Frank Klimek sets the scale on the TMR he uses to mix feed for his milking herd. Klimek’s herd increased milk production by 1,000 pounds when he began using it to mix feed.
PHOTO BY ANDREA BORGERDING
Frank Klimek sets the scale on the TMR he uses to mix feed for his milking herd. Klimek’s herd increased milk production by 1,000 pounds when he began using it to mix feed. PHOTO BY ANDREA BORGERDING
    ALEXANDRIA, Minn. – There is no career Frank Klimek could see himself doing other than dairy farming. He grew up on his family’s 50-cow dairy working alongside his siblings, and so it was a natural progression for him to eventually purchase the farm. His father, Glen, has supported him at every step.
    Klimek milks 50 Holstein and Red and White Holstein cows in a tiestall barn near Alexandria. He also raises corn, alfalfa and wheat or oats on the farm’s 300 acres.
    “Growing up, I always enjoyed doing fieldwork,” Klimek said. “I also like seeing the calves grow and eventually get into the barn to milk. I enjoy seeing how they do as cows.”

Listed records:
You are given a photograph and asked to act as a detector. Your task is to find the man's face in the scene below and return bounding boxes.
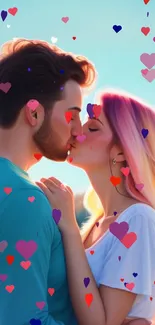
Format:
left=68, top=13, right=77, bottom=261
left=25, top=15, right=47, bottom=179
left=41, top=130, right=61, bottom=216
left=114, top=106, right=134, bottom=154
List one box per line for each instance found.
left=33, top=80, right=82, bottom=161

Work request A:
In the Frank Klimek article, how many cows does Klimek milk, and in what kind of barn?
Work request B:
Condense the paragraph of the Frank Klimek article that begins "ALEXANDRIA, Minn. – There is no career" into a bulleted list that keeps its main facts.
Work request C:
Continue the Frank Klimek article from its last paragraph.

Reply A:
He milks 50 Holstein and Red and White Holstein cows in a tiestall barn.

Reply B:
- Dairy farming is the only career Frank Klimek could see himself doing.
- He grew up working with his siblings on his family's 50-cow dairy.
- Buying the farm was a natural progression for him.
- His father, Glen, has supported him at every step.

Reply C:
    That joy of seeing life progress on the farm is what kept Klimek dairying throughout his life. After high school graduation in 2007, Klimek attended Alexandria Technical College in Alexandria to learn diesel mechanics.
    “I did that so I could use that knowledge on the farm,” Klimek said.
     Klimek stayed living on the farm but also worked as a mechanic in town while attending school. He graduated with a diesel mechanics degree in 2009.
    In 2011, Klimek formed a 25:75 partnership with his father.
    “I took care of 25% of the feed and whatever it took to get 25% of the milk production,” Klimek said.
    The father-son working relationship flourished in the common interest in keeping the family farm going.
    “We always got along,” Klimek said. “We never fought about anything. We had our difference in opinion, but we always figured something out.”
    Klimek credits everything he knows about farming to his dad. Glen began milking in 1977. That year, Glen’s father purchased the farm site and built the current tiestall facility for him to start milking a herd of cows.
    In 2019, Klimek took over the farm as sole operator and continues to make payments on a contract for deed. Klimek feels there is no other way an incoming farmer could start without working with a previous owner.
    “It would have been 42 years of him milking cows,” Klimek said of Glen. “He reluctantly semi-retired last year after he banged up his knee. It forced him to slow down.”
    Until his injury, Glen helped on the farm every day. He is eager to see the farm continue.
    “He didn’t pressure me to take over,” Klimek said. “When the milk price went down, it got hard to have two people in it. That’s when he decided to give up the reins.”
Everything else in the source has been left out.